INPUT:
Content starts

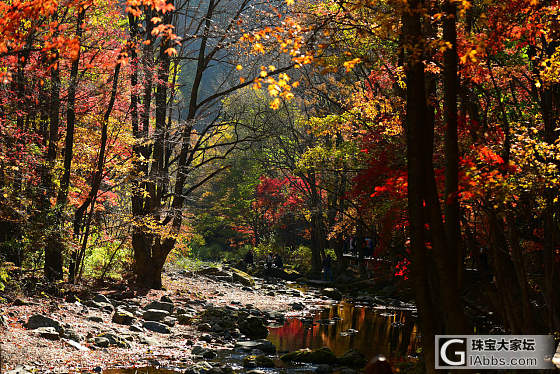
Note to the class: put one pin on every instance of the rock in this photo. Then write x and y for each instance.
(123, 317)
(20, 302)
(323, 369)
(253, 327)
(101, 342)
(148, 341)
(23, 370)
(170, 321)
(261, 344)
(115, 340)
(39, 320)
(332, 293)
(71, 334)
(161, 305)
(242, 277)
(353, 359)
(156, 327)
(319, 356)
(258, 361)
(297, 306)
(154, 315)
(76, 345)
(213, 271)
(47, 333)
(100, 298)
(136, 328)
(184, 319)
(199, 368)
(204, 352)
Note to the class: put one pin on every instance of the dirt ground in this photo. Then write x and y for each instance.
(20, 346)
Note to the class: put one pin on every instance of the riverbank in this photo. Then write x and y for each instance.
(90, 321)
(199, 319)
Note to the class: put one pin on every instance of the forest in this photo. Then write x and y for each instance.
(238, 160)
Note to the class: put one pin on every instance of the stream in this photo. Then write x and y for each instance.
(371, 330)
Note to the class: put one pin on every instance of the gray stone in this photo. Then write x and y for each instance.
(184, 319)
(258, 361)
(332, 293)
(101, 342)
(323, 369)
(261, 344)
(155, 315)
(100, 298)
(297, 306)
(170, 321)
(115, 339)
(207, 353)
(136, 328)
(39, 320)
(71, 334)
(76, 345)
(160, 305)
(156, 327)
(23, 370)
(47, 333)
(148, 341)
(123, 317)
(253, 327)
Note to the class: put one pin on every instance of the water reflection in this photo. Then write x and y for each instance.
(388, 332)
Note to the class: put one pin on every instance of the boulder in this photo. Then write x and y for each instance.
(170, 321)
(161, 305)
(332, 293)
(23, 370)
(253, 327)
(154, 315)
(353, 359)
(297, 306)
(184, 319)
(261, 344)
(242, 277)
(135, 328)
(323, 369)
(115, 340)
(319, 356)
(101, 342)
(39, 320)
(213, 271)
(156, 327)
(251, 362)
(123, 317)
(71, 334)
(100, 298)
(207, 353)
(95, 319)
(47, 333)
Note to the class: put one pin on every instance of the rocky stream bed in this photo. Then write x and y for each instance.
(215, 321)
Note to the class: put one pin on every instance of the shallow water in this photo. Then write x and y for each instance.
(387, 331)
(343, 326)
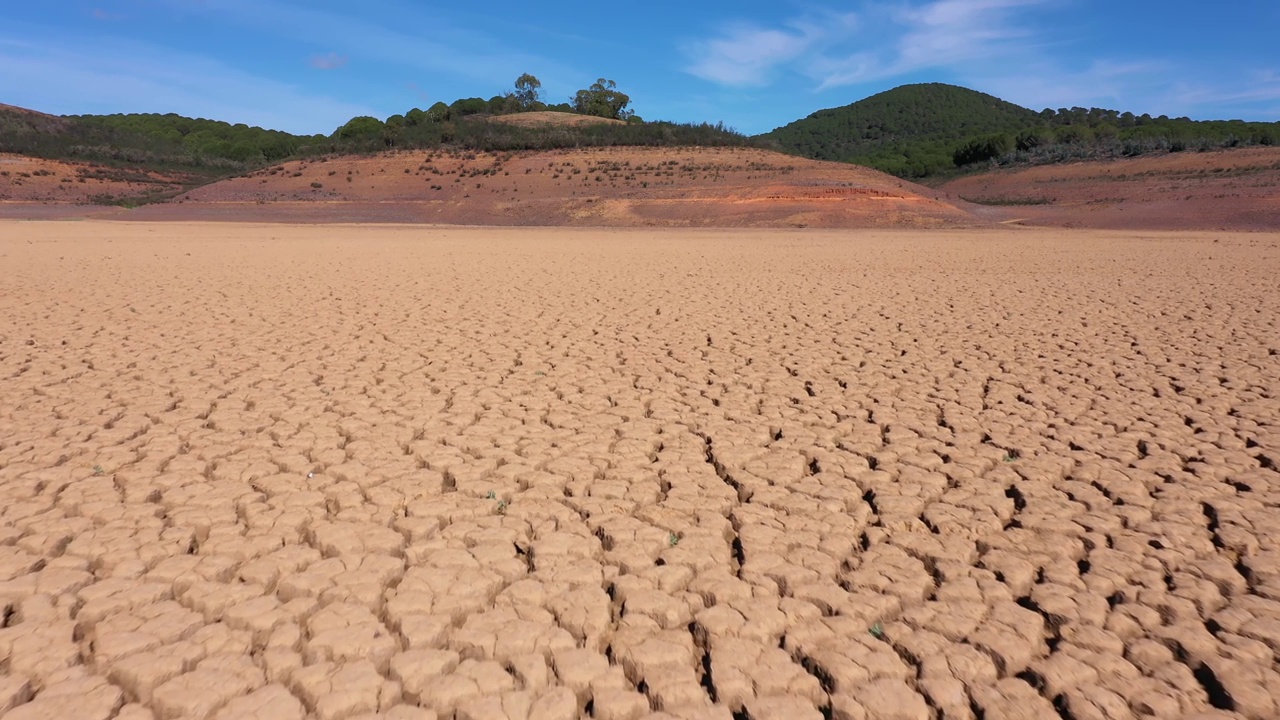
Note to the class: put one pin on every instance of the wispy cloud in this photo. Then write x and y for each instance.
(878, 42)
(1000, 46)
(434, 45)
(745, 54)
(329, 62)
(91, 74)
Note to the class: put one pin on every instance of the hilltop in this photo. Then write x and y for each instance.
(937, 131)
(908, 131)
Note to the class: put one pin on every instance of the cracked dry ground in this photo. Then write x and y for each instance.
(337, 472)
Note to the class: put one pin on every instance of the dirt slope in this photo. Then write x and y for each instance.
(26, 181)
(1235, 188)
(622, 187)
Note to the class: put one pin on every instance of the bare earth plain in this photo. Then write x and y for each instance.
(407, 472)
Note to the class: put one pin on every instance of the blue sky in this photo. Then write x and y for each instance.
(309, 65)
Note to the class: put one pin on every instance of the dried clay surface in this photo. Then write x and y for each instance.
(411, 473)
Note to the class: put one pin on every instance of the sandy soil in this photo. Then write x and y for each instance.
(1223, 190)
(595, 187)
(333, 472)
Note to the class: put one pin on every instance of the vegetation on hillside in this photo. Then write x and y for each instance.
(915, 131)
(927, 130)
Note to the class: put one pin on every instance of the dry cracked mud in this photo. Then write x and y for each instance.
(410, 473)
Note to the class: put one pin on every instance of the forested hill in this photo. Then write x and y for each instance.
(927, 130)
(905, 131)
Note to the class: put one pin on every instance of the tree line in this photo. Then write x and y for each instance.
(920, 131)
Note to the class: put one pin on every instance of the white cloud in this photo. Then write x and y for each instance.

Content ends

EXERCISE AIM: Reproduce each entry precisely; the pictures stay out.

ANSWER AREA:
Note to the class: put one pin on every instance of the rock in this photo. Then write x and y for each instance.
(123, 317)
(20, 302)
(323, 369)
(253, 327)
(101, 342)
(148, 341)
(23, 370)
(170, 321)
(261, 344)
(115, 340)
(39, 320)
(332, 293)
(71, 334)
(161, 305)
(242, 277)
(353, 359)
(156, 327)
(319, 356)
(258, 361)
(297, 306)
(154, 315)
(76, 345)
(213, 271)
(47, 333)
(100, 298)
(136, 328)
(184, 319)
(199, 368)
(204, 352)
Note to the class: put one pin on every instance of the dirt ground in this photo. Then write x and y for each instance.
(20, 346)
Note to the class: put one pin on every instance of the riverbank in this photo. Then write x and y for each instance.
(90, 321)
(199, 319)
Note to the class: put one pin on every instance of the forest in this photo. Then write x and y for each instance.
(238, 160)
Note to the class: put one pin on every instance of the stream in this photo. Then write x and y for each instance.
(371, 330)
Note to the class: put one pin on every instance of the gray stone in this photo. Then write x and y for each instance.
(184, 319)
(258, 361)
(332, 293)
(101, 342)
(323, 369)
(261, 344)
(155, 315)
(100, 298)
(297, 306)
(170, 321)
(115, 339)
(207, 353)
(136, 328)
(39, 320)
(71, 334)
(76, 345)
(160, 305)
(156, 327)
(23, 370)
(47, 333)
(148, 341)
(123, 317)
(253, 327)
Note to the class: put one pin on every instance of the water reflection in this photo. Then write x and y for each instance.
(388, 332)
Note to the class: put one pin on every instance of the boulder in this photo. Then write x and y for each instance.
(170, 321)
(161, 305)
(332, 293)
(23, 370)
(253, 327)
(154, 315)
(353, 359)
(297, 306)
(184, 319)
(261, 344)
(242, 277)
(135, 328)
(323, 369)
(115, 340)
(319, 356)
(101, 342)
(39, 320)
(213, 271)
(156, 327)
(251, 362)
(123, 317)
(71, 334)
(100, 298)
(207, 353)
(95, 319)
(47, 333)
Note to the class: put one pin on every instance of the rocky stream bed in this photo. Then write x and y for each instance.
(215, 321)
Note to the class: put one pin on every instance of the shallow water in this photo. Then write x and y for each instance.
(387, 331)
(343, 326)
Note to the class: put one pin on every instance of the wispy cloud in this photo. Then write x and y for each instance.
(878, 42)
(1000, 46)
(434, 45)
(745, 54)
(329, 62)
(91, 74)
Note to the class: put one pin on every instance of the hilltop in this photo. Then write x and y for each instance.
(937, 131)
(908, 131)
Note to the class: put one pin on every instance of the cracked dry ground in this photo. Then write x and y for each instance.
(337, 472)
Note to the class: put one pin on every instance of the dirt slope in this photo. Then write x and y for each instance.
(26, 181)
(1235, 188)
(622, 187)
Note to the class: put one pin on every instance of the bare earth plain in this photo. Then write x and y for each instance.
(407, 472)
Note to the class: put one pin on every instance of the blue sky in this photo. Then write x and y for each instance.
(309, 65)
Note to the class: put one pin on every instance of the dried clay surface in this photo. Then write x and y for each instance.
(411, 473)
Note to the class: put one pin on every instance of the sandy soil in this photo. Then write x and y for each instance.
(1223, 190)
(595, 187)
(333, 472)
Note to the class: put one pin on every instance of the vegetation on hillside in this photo. Then write x and y for each instance.
(915, 131)
(927, 130)
Note to the class: put one pin on every instance of the dry cracked mud in this photo. Then write x and y for each instance.
(410, 473)
Note to the class: put one pin on every instance of the forested hill in this photo. Then write x and y for each instance.
(927, 130)
(905, 131)
Note to the class: put one pin on every instance of the tree line in this photo. Then write x and y for each instance.
(920, 131)
Note to the class: put one pin on every instance of the white cloud in this photo. Then write x and y for each instance.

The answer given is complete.